■ Lo que se pide:
Responde brevemente estas preguntas sobre el texto de la Segunda República que aparece más abajo:
1. ¿Quiénes son los tres llamados "padres de la República"?
2. ¿Qué dictadura denunció Valle-Inclán que sufría España?
3. ¿En qué mes y año se realizó la entrevista a Concha Espina?

■ Texto mostrado:
════════

Una república hundida por los propios republicanos

Un factor clave en su desintegración fueron las luchas intestinas entre las diversas facciones izquierdistas, empezando por el incesante enfrentamiento entre socialistas.

Un factor clave en su desintegración fueron las luchas intestinas entre las diversas facciones izquierdistas, empezando por el incesante enfrentamiento entre socialistas.
Cordon Press

Lo que dice la leyenda extendida universalmente por la aplastante propaganda izquierdista desde hace ochenta años es que la Segunda República fue un régimen democrático, homologable a las demás democracias occidentales, que fue atacado por una alianza de obispos, marqueses y militares para acabar con la libertad del pueblo y recuperar sus privilegios ancestrales. Hasta un hombre de la extraordinaria inteligencia de George Orwell cayó en la puerilidad de escribir que lo que pretendía el bando nacional, apoyado sólo por la aristocracia y la Iglesia, era, más que implantar un régimen fascista a sueldo de Hitler, reinstaurar el feudalismo, lo que demuestra que de nada suele servir la inteligencia ante la potencia de los prejuicios ideológicos.

Un alzamiento multitudinario y una larga guerra de tres años necesitan bastante más explicación que la historieta de indios y vaqueros en la que la ha convertido la propaganda izquierdista. Pero cuanto más simple es el mensaje, a más gente llega y con más facilidad penetra en su cerebro y, lo que es mucho más importante, en su corazón. De ahí la importancia esencial de dividir con claridad los dos bandos enfrentados: el de los buenos y el de los malos.

Así que, para llevar la contraria, toca apuntar aquí algunos datos discordantes. Por ejemplo, el violento rechazo de los llamados “padres de la República”, Ortega, Marañón y Pérez de Ayala, a la criatura que parieron. Y junto ellos, otros muchos egregios republicanos como Alejandro Lerroux, Miguel de Unamuno, Claudio Sánchez-Albornoz, Melquíades Álvarez, etc.

Pero no fueron los únicos, pues el cambio del apoyo a la oposición a la República fue compartido por millones de españoles de toda clase y condición. Dos ejemplos ilustres más: el primero, el de Valle-Inclán, que evolucionó desde su carlismo juvenil hasta su simpatía por la Unión Soviética y que recibió con alborozo la llegada de la República. Pero no tardó muchos meses en desengañarse, denunciar que “España sufre ahora la dictadura socialista” y aclamar la labor realizada en Italia por Mussolini. El segundo, el de su colega Concha Espina, una de las fundadoras de la Asociación de Amigos de la Unión Soviética, partidaria de la separación de la Iglesia y el Estado, del voto femenino y del divorcio, que en una entrevista realizada en noviembre de 1931 declaró que “la forma actual del gobierno tiene mis mayores esperanzas porque mi ilusión política de toda la vida fue la República” y que “en unos meses España ha recorrido muchos años: ¡Cómo no ser optimista!”. Pero un par de años más tarde acabó falangista, escribiendo versos en homenaje a José Antonio y siendo una de las más fogosas apologistas del alzamiento.

════════

■ Filas del conjunto de datos:
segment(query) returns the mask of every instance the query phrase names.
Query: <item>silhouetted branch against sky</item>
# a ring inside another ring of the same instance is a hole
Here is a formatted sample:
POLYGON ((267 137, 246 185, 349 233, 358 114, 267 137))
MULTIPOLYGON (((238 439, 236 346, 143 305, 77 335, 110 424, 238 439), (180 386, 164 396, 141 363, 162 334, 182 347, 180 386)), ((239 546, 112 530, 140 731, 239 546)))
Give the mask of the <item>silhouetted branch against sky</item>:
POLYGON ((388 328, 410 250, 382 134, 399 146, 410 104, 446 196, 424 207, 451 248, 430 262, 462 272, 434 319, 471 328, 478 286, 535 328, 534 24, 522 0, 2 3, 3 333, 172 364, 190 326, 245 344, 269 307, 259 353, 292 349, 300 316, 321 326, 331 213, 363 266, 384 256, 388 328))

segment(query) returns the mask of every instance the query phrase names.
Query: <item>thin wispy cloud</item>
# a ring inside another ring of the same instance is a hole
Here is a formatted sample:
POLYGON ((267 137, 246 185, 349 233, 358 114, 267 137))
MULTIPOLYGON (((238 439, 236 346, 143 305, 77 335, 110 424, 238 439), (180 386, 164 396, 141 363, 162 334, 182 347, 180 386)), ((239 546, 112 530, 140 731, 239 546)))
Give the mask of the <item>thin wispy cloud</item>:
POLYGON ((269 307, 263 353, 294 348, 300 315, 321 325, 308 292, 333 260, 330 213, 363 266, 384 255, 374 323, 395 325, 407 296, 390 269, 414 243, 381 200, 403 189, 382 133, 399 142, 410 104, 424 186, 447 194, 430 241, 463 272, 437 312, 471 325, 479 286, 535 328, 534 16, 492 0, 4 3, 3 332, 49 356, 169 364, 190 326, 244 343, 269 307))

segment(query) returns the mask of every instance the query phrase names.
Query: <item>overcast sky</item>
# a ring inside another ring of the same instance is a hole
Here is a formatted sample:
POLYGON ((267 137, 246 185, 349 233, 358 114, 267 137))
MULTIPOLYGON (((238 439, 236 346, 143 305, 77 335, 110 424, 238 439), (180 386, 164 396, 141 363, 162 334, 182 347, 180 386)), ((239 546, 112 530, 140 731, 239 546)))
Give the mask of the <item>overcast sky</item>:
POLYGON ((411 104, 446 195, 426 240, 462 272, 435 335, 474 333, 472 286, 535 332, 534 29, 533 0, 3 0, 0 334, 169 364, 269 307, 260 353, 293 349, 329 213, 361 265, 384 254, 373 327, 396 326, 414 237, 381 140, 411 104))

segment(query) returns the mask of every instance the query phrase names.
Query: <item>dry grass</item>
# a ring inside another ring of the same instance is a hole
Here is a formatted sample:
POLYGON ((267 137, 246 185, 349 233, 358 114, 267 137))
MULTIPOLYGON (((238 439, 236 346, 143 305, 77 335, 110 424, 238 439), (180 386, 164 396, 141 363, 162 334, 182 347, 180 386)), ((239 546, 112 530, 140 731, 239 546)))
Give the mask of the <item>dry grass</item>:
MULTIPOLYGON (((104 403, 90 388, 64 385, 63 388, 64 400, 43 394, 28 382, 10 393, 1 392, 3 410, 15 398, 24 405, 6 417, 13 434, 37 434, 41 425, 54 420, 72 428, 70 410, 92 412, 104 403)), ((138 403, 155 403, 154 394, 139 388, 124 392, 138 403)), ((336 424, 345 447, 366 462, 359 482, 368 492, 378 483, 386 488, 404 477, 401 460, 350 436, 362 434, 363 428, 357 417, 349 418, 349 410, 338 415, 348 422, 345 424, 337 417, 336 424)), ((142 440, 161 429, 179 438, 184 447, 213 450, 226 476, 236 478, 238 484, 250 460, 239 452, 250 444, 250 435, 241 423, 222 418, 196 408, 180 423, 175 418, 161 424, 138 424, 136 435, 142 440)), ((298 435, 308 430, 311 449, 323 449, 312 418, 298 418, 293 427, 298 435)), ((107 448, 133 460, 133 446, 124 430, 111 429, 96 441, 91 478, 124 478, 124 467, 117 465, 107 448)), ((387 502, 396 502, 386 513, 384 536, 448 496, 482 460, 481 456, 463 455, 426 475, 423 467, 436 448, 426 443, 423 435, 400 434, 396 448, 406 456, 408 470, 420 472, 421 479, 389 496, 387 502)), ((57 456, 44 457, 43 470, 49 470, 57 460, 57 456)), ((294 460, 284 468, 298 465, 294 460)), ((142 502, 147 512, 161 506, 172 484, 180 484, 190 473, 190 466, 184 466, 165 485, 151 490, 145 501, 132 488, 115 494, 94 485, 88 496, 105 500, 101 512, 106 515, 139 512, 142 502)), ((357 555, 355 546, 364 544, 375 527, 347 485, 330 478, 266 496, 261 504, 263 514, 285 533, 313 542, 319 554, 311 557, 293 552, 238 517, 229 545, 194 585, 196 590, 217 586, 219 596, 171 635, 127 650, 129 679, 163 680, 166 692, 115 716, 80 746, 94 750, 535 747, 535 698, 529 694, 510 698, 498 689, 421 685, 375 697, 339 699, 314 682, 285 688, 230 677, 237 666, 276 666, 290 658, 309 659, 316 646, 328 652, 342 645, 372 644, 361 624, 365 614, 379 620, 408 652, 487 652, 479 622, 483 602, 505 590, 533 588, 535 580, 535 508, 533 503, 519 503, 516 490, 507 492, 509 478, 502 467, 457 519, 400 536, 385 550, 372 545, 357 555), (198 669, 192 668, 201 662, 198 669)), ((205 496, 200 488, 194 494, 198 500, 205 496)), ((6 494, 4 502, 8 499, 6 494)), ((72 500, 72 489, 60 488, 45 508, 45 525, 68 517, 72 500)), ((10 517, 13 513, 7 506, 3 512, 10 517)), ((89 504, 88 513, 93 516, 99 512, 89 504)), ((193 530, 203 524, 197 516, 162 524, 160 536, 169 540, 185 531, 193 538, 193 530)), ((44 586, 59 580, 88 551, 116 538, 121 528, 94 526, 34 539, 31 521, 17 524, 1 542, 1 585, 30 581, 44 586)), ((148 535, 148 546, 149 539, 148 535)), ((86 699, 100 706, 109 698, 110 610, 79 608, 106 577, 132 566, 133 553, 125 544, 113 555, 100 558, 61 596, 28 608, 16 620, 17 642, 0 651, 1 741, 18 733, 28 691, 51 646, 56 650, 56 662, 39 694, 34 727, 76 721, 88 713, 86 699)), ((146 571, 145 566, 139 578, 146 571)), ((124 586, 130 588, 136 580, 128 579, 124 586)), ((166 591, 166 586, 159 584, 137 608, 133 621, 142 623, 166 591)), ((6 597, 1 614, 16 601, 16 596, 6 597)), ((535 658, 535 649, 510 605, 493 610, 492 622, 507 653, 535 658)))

════════

■ Respuesta:
1. Ortega, Marañón y Pérez de Ayala.
2. La dictadura socialista.
3. En noviembre de 1931.